▸ **TASK DESCRIPTION**
In the entries that follow, the first line to write out is the one containing "x=260, y=204", and the last is the one containing "x=18, y=265". Reproduce that stretch exactly, with nothing before or after it.

▸ **RECORDED INFORMATION**
::::::

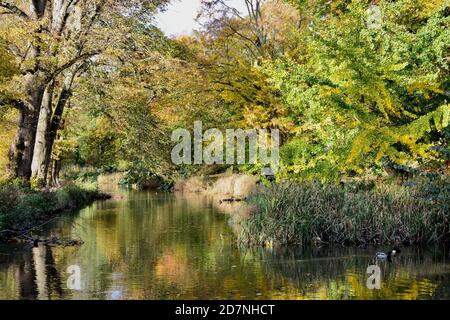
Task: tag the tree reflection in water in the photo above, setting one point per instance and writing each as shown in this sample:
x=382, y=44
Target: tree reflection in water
x=164, y=246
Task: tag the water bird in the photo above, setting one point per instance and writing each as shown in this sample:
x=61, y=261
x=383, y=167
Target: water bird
x=392, y=253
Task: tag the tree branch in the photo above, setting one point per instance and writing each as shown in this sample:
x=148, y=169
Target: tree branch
x=71, y=62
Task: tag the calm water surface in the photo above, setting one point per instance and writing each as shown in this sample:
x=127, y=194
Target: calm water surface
x=166, y=246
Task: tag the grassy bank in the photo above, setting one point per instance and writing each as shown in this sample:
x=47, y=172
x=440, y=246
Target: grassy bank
x=22, y=209
x=311, y=213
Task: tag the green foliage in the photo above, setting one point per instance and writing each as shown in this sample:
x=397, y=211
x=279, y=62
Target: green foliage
x=361, y=95
x=21, y=208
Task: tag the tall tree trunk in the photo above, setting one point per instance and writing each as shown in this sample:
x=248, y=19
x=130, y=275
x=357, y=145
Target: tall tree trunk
x=22, y=149
x=55, y=123
x=38, y=168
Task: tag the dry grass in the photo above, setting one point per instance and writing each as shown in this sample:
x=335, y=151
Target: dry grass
x=308, y=213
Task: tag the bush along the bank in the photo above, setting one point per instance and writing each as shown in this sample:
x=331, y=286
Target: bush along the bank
x=21, y=209
x=354, y=214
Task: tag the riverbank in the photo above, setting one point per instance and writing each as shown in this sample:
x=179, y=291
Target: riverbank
x=353, y=214
x=23, y=210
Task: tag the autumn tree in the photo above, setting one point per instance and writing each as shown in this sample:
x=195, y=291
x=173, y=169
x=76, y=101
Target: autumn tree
x=53, y=40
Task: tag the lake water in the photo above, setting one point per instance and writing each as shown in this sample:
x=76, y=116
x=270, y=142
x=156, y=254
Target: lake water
x=169, y=246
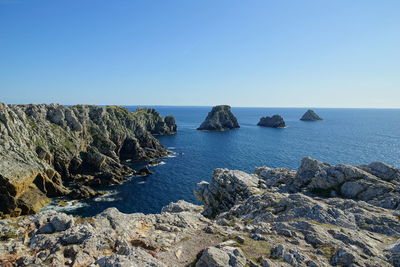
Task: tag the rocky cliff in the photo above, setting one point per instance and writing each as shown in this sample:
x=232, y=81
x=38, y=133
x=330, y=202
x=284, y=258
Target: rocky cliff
x=274, y=217
x=310, y=115
x=52, y=150
x=275, y=121
x=219, y=118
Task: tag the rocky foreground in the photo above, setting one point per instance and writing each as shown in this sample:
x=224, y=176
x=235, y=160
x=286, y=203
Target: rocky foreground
x=51, y=150
x=319, y=215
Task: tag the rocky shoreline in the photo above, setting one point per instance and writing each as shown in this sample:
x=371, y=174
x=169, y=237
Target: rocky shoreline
x=51, y=150
x=319, y=215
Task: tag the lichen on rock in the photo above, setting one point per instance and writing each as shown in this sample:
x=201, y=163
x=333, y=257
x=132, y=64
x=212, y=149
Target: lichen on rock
x=48, y=150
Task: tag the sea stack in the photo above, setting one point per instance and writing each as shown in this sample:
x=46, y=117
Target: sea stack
x=275, y=121
x=310, y=115
x=219, y=118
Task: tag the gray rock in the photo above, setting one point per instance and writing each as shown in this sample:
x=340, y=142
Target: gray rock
x=310, y=115
x=44, y=146
x=220, y=257
x=343, y=257
x=225, y=190
x=181, y=206
x=219, y=118
x=276, y=121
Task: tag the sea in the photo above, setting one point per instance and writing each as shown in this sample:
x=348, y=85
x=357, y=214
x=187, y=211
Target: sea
x=352, y=136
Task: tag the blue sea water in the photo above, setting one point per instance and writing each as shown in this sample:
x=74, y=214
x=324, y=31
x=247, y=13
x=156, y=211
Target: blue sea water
x=354, y=136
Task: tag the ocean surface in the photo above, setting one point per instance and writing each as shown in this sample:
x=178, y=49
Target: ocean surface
x=354, y=136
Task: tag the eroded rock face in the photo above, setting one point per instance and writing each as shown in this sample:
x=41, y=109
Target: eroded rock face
x=108, y=239
x=320, y=215
x=219, y=118
x=275, y=121
x=44, y=148
x=274, y=217
x=310, y=115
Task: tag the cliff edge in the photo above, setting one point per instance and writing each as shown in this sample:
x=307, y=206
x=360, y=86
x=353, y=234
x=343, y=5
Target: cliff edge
x=51, y=150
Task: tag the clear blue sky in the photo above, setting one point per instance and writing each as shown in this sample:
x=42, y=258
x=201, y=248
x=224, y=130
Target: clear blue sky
x=281, y=53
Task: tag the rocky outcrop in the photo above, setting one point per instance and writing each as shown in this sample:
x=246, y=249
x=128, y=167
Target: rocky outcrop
x=156, y=124
x=273, y=217
x=48, y=150
x=275, y=121
x=310, y=115
x=219, y=118
x=319, y=215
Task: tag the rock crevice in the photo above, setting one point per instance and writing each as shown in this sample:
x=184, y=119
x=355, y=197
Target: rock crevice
x=47, y=150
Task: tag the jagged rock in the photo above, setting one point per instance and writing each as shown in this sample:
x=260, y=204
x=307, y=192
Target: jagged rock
x=155, y=124
x=145, y=171
x=219, y=118
x=274, y=215
x=225, y=190
x=181, y=206
x=343, y=258
x=275, y=121
x=45, y=148
x=221, y=257
x=310, y=115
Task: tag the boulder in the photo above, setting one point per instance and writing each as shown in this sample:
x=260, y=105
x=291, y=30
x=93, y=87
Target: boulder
x=310, y=115
x=275, y=121
x=221, y=257
x=144, y=171
x=45, y=148
x=219, y=118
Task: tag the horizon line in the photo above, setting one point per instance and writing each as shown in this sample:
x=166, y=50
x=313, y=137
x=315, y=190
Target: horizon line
x=233, y=106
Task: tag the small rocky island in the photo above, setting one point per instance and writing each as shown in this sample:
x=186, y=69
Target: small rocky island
x=276, y=121
x=319, y=215
x=310, y=115
x=49, y=151
x=219, y=118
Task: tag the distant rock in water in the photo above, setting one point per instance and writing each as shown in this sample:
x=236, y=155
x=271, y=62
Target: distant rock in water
x=310, y=115
x=219, y=118
x=275, y=121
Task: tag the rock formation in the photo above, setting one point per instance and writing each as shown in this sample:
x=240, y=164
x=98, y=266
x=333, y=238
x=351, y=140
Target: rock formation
x=310, y=115
x=219, y=118
x=275, y=121
x=51, y=150
x=319, y=215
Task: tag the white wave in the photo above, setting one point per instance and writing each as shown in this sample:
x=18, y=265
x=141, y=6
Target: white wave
x=67, y=206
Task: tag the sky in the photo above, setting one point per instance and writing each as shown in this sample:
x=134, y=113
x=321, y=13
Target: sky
x=252, y=53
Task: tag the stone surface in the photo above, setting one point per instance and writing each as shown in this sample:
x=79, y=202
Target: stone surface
x=219, y=118
x=51, y=150
x=319, y=215
x=310, y=115
x=276, y=121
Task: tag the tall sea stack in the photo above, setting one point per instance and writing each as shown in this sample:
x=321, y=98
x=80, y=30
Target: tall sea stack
x=219, y=118
x=275, y=121
x=310, y=115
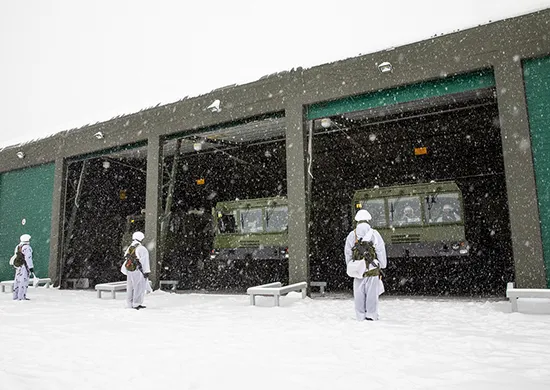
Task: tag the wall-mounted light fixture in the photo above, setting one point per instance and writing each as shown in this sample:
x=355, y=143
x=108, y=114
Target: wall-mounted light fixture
x=215, y=106
x=326, y=123
x=385, y=67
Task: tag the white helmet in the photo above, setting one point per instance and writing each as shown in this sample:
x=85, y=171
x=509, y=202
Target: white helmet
x=363, y=216
x=138, y=236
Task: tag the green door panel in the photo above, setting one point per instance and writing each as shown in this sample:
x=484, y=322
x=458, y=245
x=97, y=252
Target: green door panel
x=26, y=207
x=428, y=89
x=536, y=73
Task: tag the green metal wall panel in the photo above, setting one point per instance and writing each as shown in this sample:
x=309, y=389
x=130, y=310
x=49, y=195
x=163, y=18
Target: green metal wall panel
x=536, y=73
x=26, y=194
x=434, y=88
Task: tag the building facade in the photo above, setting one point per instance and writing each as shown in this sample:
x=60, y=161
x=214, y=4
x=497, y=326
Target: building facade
x=502, y=68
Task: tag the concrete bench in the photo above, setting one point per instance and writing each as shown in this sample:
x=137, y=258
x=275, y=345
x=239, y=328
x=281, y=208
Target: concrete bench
x=321, y=285
x=77, y=283
x=275, y=290
x=172, y=283
x=514, y=293
x=39, y=282
x=113, y=287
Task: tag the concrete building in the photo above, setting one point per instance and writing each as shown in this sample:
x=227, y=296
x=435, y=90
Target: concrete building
x=478, y=100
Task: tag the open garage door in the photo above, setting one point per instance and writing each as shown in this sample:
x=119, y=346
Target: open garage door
x=102, y=190
x=224, y=205
x=445, y=130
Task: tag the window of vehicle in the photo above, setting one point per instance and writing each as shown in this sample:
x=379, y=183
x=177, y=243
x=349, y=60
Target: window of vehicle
x=226, y=222
x=251, y=220
x=276, y=219
x=377, y=210
x=443, y=208
x=405, y=211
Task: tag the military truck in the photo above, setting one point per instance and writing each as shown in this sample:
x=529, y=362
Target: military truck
x=254, y=229
x=417, y=220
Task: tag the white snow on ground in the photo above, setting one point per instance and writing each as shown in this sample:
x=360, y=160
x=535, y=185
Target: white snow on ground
x=67, y=339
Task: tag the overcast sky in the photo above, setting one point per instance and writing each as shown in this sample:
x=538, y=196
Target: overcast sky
x=68, y=63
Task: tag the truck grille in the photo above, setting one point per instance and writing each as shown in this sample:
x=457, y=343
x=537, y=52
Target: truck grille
x=405, y=238
x=249, y=243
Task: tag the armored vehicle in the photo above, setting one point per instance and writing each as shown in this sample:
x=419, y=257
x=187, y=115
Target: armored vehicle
x=251, y=229
x=417, y=220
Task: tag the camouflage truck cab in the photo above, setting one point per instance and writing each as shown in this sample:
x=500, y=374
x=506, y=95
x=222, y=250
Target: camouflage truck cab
x=255, y=229
x=417, y=220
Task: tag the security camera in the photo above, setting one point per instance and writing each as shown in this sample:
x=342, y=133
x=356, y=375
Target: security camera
x=215, y=106
x=385, y=67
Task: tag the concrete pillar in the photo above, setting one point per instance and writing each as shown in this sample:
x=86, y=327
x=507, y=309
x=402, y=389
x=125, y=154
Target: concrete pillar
x=298, y=230
x=153, y=203
x=520, y=177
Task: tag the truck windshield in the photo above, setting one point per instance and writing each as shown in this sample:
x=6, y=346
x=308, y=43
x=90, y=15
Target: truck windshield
x=226, y=222
x=377, y=210
x=443, y=208
x=405, y=211
x=276, y=219
x=251, y=220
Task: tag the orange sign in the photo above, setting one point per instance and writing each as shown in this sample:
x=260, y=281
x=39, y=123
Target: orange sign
x=420, y=151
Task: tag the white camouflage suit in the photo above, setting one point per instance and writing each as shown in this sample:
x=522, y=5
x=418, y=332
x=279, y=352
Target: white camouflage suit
x=366, y=290
x=22, y=273
x=136, y=283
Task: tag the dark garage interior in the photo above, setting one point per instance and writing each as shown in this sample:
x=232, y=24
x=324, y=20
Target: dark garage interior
x=247, y=160
x=362, y=149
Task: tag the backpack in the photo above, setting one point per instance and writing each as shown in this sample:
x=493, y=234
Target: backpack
x=131, y=261
x=363, y=250
x=19, y=258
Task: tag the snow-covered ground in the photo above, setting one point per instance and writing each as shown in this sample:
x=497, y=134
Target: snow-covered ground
x=67, y=339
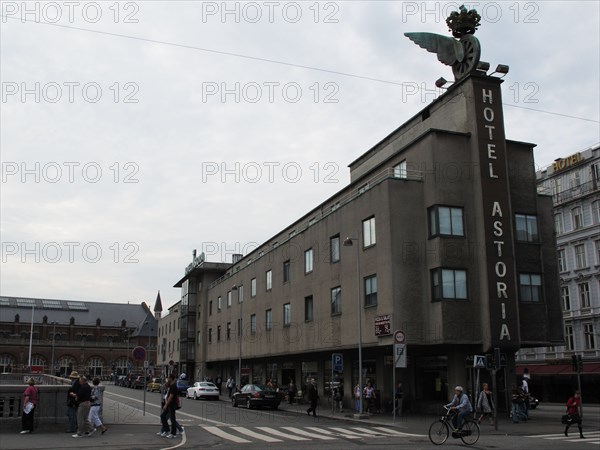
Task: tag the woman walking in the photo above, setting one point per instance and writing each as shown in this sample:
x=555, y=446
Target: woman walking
x=485, y=403
x=574, y=413
x=96, y=403
x=30, y=397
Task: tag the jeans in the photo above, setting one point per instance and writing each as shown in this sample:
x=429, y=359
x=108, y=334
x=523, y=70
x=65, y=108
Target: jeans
x=165, y=416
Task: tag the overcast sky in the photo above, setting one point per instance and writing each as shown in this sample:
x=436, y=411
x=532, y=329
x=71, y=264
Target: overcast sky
x=119, y=119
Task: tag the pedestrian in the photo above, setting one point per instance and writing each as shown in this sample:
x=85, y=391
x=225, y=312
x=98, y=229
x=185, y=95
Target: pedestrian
x=485, y=403
x=96, y=403
x=369, y=392
x=313, y=397
x=398, y=398
x=168, y=410
x=84, y=397
x=518, y=400
x=574, y=413
x=229, y=385
x=357, y=399
x=30, y=397
x=72, y=401
x=291, y=391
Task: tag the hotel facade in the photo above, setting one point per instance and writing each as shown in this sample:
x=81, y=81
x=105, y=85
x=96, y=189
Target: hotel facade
x=450, y=243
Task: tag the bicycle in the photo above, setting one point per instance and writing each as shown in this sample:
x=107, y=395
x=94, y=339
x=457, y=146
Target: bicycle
x=440, y=430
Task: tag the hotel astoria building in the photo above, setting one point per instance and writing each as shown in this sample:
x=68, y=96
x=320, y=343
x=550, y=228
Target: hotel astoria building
x=450, y=243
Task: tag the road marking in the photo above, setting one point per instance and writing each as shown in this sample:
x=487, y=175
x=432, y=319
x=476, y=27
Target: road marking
x=278, y=433
x=397, y=433
x=307, y=434
x=179, y=413
x=222, y=434
x=249, y=433
x=336, y=434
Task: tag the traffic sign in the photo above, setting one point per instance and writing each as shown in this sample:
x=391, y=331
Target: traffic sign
x=479, y=361
x=400, y=356
x=337, y=362
x=399, y=337
x=139, y=353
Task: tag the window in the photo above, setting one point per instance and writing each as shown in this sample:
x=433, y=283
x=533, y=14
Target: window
x=269, y=279
x=400, y=170
x=580, y=259
x=526, y=227
x=268, y=320
x=286, y=271
x=336, y=300
x=530, y=287
x=308, y=309
x=449, y=284
x=369, y=232
x=371, y=290
x=565, y=295
x=446, y=221
x=559, y=224
x=577, y=218
x=588, y=336
x=596, y=212
x=334, y=248
x=569, y=337
x=308, y=261
x=584, y=295
x=562, y=260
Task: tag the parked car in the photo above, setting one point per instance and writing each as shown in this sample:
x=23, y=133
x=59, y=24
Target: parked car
x=182, y=386
x=203, y=389
x=155, y=384
x=256, y=396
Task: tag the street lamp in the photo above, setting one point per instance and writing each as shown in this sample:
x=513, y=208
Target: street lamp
x=53, y=341
x=240, y=334
x=348, y=243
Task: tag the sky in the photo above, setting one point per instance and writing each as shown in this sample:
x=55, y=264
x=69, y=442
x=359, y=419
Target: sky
x=134, y=132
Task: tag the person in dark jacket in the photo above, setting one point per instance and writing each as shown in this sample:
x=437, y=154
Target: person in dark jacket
x=313, y=397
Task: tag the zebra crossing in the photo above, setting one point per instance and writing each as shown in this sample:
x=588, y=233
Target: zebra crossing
x=591, y=437
x=246, y=435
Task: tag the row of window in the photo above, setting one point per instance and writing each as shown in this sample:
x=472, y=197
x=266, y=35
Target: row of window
x=589, y=338
x=580, y=254
x=577, y=218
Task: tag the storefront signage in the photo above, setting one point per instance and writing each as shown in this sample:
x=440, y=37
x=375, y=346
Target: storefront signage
x=383, y=325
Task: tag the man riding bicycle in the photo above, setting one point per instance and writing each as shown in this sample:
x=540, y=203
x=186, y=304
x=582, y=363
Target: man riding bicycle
x=461, y=405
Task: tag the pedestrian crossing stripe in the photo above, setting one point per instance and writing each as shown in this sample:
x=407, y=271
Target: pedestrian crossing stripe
x=242, y=435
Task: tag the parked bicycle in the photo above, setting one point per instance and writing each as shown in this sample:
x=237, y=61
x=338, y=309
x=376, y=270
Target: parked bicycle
x=440, y=430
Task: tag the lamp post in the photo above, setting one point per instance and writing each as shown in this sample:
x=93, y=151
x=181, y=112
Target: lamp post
x=53, y=341
x=348, y=242
x=240, y=334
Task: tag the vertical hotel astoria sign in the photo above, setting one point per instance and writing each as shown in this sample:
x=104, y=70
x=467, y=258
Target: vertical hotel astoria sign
x=495, y=194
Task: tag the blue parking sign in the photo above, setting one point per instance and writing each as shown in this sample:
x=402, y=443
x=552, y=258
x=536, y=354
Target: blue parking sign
x=337, y=362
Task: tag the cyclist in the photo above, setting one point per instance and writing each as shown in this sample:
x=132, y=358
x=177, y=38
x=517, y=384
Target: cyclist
x=461, y=405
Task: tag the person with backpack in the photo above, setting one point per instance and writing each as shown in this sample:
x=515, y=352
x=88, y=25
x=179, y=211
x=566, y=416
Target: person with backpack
x=30, y=398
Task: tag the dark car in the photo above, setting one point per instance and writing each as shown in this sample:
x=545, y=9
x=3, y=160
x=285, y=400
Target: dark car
x=256, y=396
x=182, y=387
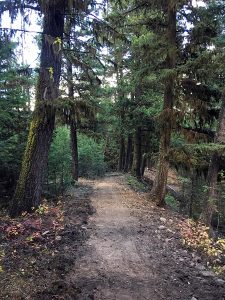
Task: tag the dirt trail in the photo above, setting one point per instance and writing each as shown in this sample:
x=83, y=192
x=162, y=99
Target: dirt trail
x=133, y=254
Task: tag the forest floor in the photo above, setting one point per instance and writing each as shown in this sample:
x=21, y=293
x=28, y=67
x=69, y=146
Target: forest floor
x=110, y=243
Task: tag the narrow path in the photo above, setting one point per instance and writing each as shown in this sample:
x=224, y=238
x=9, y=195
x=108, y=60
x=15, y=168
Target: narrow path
x=128, y=259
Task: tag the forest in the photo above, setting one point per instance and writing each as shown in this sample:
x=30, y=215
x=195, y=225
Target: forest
x=135, y=88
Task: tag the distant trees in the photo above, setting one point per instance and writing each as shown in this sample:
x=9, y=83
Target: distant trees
x=144, y=80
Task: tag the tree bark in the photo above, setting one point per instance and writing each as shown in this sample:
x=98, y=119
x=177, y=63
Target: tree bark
x=136, y=168
x=210, y=204
x=143, y=164
x=29, y=187
x=122, y=154
x=74, y=149
x=159, y=187
x=128, y=153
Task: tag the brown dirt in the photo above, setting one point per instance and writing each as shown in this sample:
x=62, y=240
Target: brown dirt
x=134, y=252
x=127, y=249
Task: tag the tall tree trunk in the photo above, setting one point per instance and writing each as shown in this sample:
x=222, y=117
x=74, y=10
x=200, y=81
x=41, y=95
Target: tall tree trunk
x=210, y=204
x=159, y=187
x=136, y=168
x=29, y=186
x=143, y=164
x=128, y=153
x=73, y=123
x=122, y=154
x=74, y=149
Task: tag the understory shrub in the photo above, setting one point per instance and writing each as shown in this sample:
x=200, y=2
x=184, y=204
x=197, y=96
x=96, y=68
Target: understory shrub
x=90, y=154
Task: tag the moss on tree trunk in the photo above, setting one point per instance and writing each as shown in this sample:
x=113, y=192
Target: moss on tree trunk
x=159, y=187
x=29, y=186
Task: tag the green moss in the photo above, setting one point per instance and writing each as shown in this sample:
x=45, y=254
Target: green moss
x=135, y=184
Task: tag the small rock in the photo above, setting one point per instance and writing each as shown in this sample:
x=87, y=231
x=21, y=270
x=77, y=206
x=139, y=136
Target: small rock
x=163, y=220
x=208, y=274
x=46, y=232
x=200, y=267
x=220, y=282
x=181, y=259
x=161, y=227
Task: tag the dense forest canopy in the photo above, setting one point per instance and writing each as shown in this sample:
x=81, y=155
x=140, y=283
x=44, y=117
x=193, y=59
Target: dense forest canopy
x=120, y=85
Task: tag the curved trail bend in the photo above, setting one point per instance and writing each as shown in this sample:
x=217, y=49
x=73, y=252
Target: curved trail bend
x=134, y=253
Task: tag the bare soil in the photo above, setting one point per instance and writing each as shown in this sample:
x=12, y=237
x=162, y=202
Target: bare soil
x=115, y=245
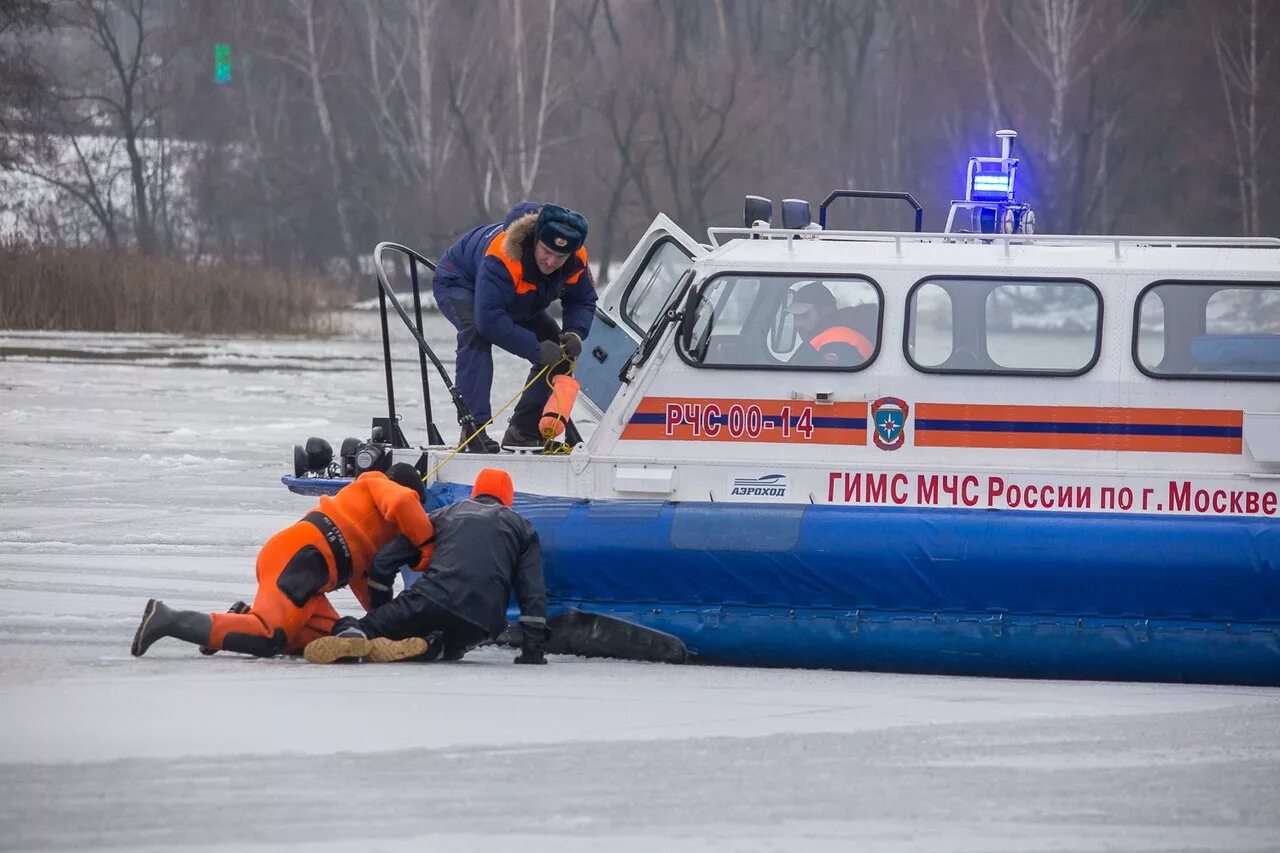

::::::

▸ **RESPONSE**
x=260, y=204
x=307, y=192
Target: jagged rock
x=155, y=124
x=145, y=171
x=219, y=118
x=274, y=215
x=225, y=190
x=181, y=206
x=343, y=258
x=275, y=121
x=45, y=148
x=221, y=257
x=310, y=115
Task: tag the boulder in the photo above, setting one point per instance and writing each as shown in this sample:
x=260, y=105
x=291, y=30
x=93, y=87
Target: boulder
x=310, y=115
x=275, y=121
x=221, y=257
x=144, y=171
x=45, y=148
x=219, y=118
Task: tag the horizon line in the photo above, setting one point per instance and writing each as shown in this sample:
x=166, y=50
x=313, y=137
x=315, y=190
Target: horizon line
x=233, y=106
Task: tag the small rocky island in the photo above, setting one point per instance and writing each as shown in this sample:
x=186, y=69
Target: small rocky island
x=276, y=121
x=319, y=215
x=310, y=115
x=49, y=151
x=219, y=118
Task: tag the distant rock in water in the photo above, setting one point per instance and writing each as shown in this sample:
x=236, y=155
x=271, y=62
Target: distant rock in water
x=310, y=115
x=219, y=118
x=275, y=121
Task: tag the rock formation in the photo above, setting one point per instance and writing each as shown in this sample:
x=240, y=164
x=98, y=266
x=333, y=238
x=351, y=140
Target: rock formation
x=310, y=115
x=219, y=118
x=275, y=121
x=51, y=150
x=319, y=215
Task: tag the white wave in the photo above, setting one point per instance and writing each as shown in this sample:
x=18, y=265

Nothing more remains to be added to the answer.